* **Problem statement**:
Pull out each line of the entries below that includes the string "positive", matching case exactly, and copy those lines.

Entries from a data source
-=-=-

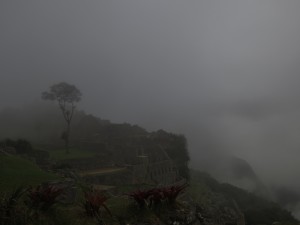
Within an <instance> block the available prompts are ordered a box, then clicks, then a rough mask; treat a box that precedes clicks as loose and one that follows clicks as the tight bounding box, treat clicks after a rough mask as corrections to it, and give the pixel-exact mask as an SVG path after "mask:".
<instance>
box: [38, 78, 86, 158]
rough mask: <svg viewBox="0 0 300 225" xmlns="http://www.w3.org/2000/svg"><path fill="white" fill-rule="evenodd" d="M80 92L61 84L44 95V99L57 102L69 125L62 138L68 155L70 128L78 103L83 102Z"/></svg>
mask: <svg viewBox="0 0 300 225" xmlns="http://www.w3.org/2000/svg"><path fill="white" fill-rule="evenodd" d="M81 96H82V94H81V92H80V90H79V89H78V88H77V87H76V86H74V85H71V84H68V83H65V82H61V83H59V84H54V85H52V86H51V87H50V91H49V92H47V91H45V92H43V93H42V99H44V100H51V101H57V102H58V105H59V108H60V110H61V112H62V114H63V116H64V119H65V121H66V123H67V128H66V130H65V131H64V132H63V134H62V136H61V138H62V139H63V140H64V141H65V147H66V153H69V140H70V139H69V138H70V131H71V130H70V126H71V121H72V118H73V115H74V111H75V108H76V103H77V102H79V101H80V100H81Z"/></svg>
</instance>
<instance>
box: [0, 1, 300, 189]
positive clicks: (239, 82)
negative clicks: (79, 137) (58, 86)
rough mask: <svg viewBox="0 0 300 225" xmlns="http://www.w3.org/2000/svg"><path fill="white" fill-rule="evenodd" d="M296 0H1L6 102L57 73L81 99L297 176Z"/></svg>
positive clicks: (264, 171)
mask: <svg viewBox="0 0 300 225" xmlns="http://www.w3.org/2000/svg"><path fill="white" fill-rule="evenodd" d="M299 11H300V1H298V0H287V1H282V0H264V1H261V0H251V1H250V0H249V1H246V0H245V1H241V0H235V1H233V0H227V1H224V0H209V1H208V0H207V1H204V0H203V1H200V0H190V1H182V0H181V1H180V0H102V1H101V0H95V1H93V0H90V1H80V0H64V1H62V0H52V1H46V0H44V1H43V0H36V1H33V0H26V1H21V0H20V1H13V0H1V1H0V109H3V108H4V107H7V106H11V107H16V106H18V107H19V106H22V105H25V104H28V103H31V102H33V101H38V100H39V99H40V94H41V92H42V91H44V90H46V89H47V88H48V87H49V86H50V85H52V84H54V83H58V82H61V81H66V82H69V83H71V84H75V85H76V86H77V87H78V88H79V89H80V90H81V91H82V93H83V95H84V96H83V99H82V102H81V103H80V106H79V108H80V109H84V110H85V111H86V112H89V113H92V114H94V115H97V116H99V117H101V118H104V119H110V120H111V121H112V122H129V123H133V124H138V125H141V126H143V127H145V128H147V129H148V130H156V129H160V128H162V129H166V130H168V131H172V132H175V133H183V134H185V135H186V136H187V138H188V142H189V149H190V152H191V155H192V164H195V162H196V160H195V159H197V157H198V158H201V157H202V158H203V157H205V156H206V154H208V152H210V151H213V149H217V150H218V151H224V152H230V153H232V154H235V155H237V156H239V157H242V158H245V159H246V160H247V161H248V162H249V163H250V164H251V165H252V166H253V167H254V169H255V171H257V172H258V173H259V175H260V176H261V177H262V178H264V179H265V180H266V181H267V182H273V183H279V184H285V185H288V186H291V185H292V186H294V187H297V186H298V184H299V185H300V182H299V181H298V180H299V179H298V178H299V176H300V164H299V158H300V138H299V137H300V117H299V115H300V88H299V84H300V63H299V60H300V44H299V40H300V26H299V24H300V13H299Z"/></svg>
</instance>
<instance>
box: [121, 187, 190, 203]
mask: <svg viewBox="0 0 300 225" xmlns="http://www.w3.org/2000/svg"><path fill="white" fill-rule="evenodd" d="M186 187H187V184H186V183H185V184H182V185H173V186H169V187H162V188H153V189H150V190H143V191H141V190H138V191H134V192H132V193H129V194H127V195H128V196H129V197H130V198H132V199H133V200H134V201H135V202H136V203H137V204H138V206H139V207H140V208H144V207H145V206H149V207H153V206H157V205H160V204H161V203H167V204H174V203H175V202H176V199H177V197H178V196H179V194H181V193H183V191H184V190H185V189H186Z"/></svg>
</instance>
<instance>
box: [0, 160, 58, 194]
mask: <svg viewBox="0 0 300 225" xmlns="http://www.w3.org/2000/svg"><path fill="white" fill-rule="evenodd" d="M57 179H59V177H58V176H56V175H55V174H52V173H48V172H45V171H43V170H41V169H40V168H39V167H38V166H37V165H36V164H34V163H33V162H31V161H29V160H27V159H24V158H21V157H18V156H11V155H0V191H1V192H2V191H9V190H13V189H15V188H17V187H18V186H21V185H23V186H28V185H36V184H40V183H42V182H46V181H49V180H57Z"/></svg>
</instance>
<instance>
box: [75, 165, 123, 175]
mask: <svg viewBox="0 0 300 225" xmlns="http://www.w3.org/2000/svg"><path fill="white" fill-rule="evenodd" d="M124 171H126V168H125V167H110V168H101V169H95V170H88V171H84V172H81V173H80V175H81V176H100V175H108V174H115V173H120V172H124Z"/></svg>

-=-=-

* **Response**:
positive clicks: (239, 82)
positive clicks: (264, 171)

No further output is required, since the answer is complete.